## Task directions
Please give the items again, from the start of the items through the line that holds "[1219, 474]", inclusive, with every "Returns" changed to "Points" and everything else unchanged.

## Provided entries
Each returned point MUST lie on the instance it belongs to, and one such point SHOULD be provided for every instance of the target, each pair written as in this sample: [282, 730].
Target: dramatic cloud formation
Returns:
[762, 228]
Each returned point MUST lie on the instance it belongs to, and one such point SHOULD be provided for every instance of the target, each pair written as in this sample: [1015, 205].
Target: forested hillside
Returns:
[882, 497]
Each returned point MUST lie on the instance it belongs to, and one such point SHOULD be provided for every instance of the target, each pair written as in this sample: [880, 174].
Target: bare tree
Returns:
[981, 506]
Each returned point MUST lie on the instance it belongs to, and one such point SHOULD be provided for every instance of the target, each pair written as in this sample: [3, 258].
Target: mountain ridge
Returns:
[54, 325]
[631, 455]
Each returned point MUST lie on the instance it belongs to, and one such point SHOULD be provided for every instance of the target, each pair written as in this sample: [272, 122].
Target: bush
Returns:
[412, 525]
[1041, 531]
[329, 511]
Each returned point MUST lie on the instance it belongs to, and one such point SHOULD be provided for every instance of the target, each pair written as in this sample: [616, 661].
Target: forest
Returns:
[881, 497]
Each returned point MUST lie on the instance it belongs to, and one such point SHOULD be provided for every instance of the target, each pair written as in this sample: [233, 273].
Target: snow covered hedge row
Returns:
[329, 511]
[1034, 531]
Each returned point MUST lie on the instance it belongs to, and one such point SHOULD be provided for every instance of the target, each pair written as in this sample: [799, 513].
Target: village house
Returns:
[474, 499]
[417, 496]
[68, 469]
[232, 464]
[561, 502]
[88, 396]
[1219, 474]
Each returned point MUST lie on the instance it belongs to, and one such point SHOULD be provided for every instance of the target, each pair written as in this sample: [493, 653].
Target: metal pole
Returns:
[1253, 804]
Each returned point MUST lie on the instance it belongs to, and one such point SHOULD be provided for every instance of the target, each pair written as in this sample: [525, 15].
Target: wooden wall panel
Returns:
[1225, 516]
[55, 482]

## Worked answer
Each returned point MUST lie on the instance it belongs to, and one such point SHOULD be provided for every instance of the target, each pair written as in this sample: [282, 730].
Target: dramatic cloud formation
Points:
[762, 228]
Each returned point MUST lie on the instance it belongs to, and one such point SHOULD be provided for every instance of the target, each pair written as in this sample: [1015, 205].
Target: forested hillside
Points:
[882, 497]
Each returned point MUST lie on the instance it belongs to, and one such point SHOULD be provided for every instance of the target, each pair written as in this sample: [880, 174].
Target: bare tree
Points:
[981, 506]
Each returned point MUST lie on the instance it belongs to, and one such point SHOULD be provided for every instance of the target, each pair written as in this sample: [3, 258].
Target: mountain ridge
Points:
[54, 325]
[631, 455]
Each returned point MUST lie on the instance it belongs to, and one such point SHOULD be provided for every instance of the target, each pair written as in this sample: [272, 122].
Target: bush
Points:
[412, 525]
[1041, 531]
[329, 511]
Each returned point MUST lie on the instance it belongs to, and one such point SHOULD be provided for every instance of the target, each pair written as in this sample: [616, 661].
Target: forest
Points:
[881, 497]
Each returned point MUST lie on the instance it belongs to, and one such point SHOULD be provided for every instance of the target, each pair written as in this sample: [233, 273].
Target: snow covered hedge row
Points:
[329, 511]
[1034, 531]
Each returned point MUST lie on the instance it belongs to, and one such point SHOULD be provided for every instance of the target, each pair written as in this sample: [799, 513].
Target: village house
Points:
[474, 499]
[417, 496]
[68, 469]
[232, 464]
[561, 502]
[88, 396]
[1219, 474]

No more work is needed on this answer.